**Problem:** The data below holds a line containing "Please mark the cabinet" and a line containing "Please mark the ceramic"; please quote exactly those two lines and every line between them, and nothing else.

**Exercise materials:**

::::::

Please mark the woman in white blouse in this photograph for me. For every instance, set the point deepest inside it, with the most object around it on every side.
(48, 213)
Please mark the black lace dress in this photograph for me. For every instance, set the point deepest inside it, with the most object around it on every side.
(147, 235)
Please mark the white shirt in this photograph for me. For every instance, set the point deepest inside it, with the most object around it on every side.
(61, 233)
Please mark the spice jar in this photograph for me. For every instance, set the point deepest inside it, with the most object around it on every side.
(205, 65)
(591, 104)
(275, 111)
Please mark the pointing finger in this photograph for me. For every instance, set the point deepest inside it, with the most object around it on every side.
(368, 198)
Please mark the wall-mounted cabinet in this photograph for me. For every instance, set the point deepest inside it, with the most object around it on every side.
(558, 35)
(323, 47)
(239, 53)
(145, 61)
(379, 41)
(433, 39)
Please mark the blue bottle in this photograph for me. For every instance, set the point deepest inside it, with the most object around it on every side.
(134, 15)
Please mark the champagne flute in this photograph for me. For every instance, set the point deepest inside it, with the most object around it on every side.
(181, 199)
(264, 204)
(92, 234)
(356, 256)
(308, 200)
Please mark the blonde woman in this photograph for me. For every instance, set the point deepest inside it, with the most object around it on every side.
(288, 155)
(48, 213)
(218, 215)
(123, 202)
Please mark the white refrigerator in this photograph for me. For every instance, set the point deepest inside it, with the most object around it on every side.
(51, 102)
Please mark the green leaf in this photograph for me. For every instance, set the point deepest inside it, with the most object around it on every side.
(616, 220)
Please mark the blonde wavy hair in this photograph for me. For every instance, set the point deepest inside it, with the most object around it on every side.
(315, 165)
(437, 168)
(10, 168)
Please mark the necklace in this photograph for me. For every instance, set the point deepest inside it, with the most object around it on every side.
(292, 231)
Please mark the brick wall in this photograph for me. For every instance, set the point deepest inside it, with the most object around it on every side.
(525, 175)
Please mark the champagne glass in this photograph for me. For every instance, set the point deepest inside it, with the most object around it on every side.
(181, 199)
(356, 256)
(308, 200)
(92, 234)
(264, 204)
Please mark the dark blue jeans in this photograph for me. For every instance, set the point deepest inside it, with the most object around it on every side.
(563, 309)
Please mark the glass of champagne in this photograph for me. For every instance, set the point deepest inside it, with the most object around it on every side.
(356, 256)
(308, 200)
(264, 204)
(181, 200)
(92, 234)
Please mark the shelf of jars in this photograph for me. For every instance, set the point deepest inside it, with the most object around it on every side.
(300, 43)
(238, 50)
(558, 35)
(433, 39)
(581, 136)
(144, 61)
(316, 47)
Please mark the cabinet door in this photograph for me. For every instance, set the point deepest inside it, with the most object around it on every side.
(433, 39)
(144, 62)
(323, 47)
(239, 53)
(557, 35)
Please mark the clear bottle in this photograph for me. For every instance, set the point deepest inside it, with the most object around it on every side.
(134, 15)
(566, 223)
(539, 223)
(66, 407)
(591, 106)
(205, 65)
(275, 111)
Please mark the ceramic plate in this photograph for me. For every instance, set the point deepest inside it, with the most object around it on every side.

::::::

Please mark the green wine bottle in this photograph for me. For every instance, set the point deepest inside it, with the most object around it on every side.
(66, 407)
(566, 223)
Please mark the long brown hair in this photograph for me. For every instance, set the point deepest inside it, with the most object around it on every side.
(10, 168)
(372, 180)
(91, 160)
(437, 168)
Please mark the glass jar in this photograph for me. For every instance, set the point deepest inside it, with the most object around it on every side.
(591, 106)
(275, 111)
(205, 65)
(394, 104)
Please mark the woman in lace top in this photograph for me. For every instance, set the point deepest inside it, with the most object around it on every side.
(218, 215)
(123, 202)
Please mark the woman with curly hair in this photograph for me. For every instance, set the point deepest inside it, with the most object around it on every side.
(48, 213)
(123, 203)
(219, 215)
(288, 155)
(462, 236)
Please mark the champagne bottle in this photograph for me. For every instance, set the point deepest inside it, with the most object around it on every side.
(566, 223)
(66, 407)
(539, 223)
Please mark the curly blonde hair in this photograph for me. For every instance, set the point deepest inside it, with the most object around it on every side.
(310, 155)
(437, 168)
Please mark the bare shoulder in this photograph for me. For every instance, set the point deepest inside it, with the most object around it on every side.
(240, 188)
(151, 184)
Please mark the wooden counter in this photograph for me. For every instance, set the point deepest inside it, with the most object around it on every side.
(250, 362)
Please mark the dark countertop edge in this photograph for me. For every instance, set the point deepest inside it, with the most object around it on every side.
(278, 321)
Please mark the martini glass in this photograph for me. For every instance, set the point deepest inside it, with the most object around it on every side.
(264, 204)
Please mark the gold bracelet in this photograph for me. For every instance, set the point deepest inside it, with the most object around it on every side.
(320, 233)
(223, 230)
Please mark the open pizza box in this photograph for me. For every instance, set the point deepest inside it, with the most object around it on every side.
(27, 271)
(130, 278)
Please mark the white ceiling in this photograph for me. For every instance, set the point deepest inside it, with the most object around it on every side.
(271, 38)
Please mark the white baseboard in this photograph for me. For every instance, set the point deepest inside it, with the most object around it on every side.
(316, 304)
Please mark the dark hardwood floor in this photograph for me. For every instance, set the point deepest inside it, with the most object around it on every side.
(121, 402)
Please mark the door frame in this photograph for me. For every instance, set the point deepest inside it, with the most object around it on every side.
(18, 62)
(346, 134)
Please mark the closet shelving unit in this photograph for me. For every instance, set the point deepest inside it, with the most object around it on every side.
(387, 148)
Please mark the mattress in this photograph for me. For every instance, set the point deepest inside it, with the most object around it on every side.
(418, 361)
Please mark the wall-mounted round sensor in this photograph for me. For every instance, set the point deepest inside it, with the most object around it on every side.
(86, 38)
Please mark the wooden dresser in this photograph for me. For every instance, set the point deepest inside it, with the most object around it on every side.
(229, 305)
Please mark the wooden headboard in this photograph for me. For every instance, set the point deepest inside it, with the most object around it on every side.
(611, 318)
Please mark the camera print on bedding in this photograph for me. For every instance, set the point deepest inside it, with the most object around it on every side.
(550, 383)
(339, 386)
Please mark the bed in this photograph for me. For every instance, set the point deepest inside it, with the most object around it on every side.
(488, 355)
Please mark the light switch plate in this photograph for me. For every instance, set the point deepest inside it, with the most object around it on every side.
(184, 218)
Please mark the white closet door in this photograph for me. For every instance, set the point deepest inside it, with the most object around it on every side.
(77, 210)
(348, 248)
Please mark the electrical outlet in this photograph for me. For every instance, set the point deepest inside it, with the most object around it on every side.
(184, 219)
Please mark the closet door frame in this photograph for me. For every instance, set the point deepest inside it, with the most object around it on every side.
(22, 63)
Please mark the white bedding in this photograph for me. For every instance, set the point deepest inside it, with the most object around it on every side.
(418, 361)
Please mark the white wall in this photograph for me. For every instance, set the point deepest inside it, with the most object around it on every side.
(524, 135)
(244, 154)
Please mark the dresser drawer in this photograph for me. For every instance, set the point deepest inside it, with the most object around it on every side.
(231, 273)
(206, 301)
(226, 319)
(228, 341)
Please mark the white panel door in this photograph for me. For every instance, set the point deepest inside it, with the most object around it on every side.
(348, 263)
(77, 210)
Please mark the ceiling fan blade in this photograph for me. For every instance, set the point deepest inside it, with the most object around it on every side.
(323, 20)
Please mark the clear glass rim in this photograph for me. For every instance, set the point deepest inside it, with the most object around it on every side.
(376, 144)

::::::

**Result of the task:**
Please mark the cabinet door in this photograph for me. For every instance, set the point deepest inside it, with the most object around it on every side.
(433, 39)
(144, 62)
(323, 47)
(239, 53)
(557, 35)
Please mark the clear bottle in this photograph for me. For every instance, set the point deepest inside it, with the most object around it on every side.
(134, 15)
(566, 223)
(539, 223)
(66, 407)
(591, 106)
(205, 65)
(275, 111)
Please mark the ceramic plate in this photograph for me. For every instance, set the point deepest inside it, with the most object around it on every side.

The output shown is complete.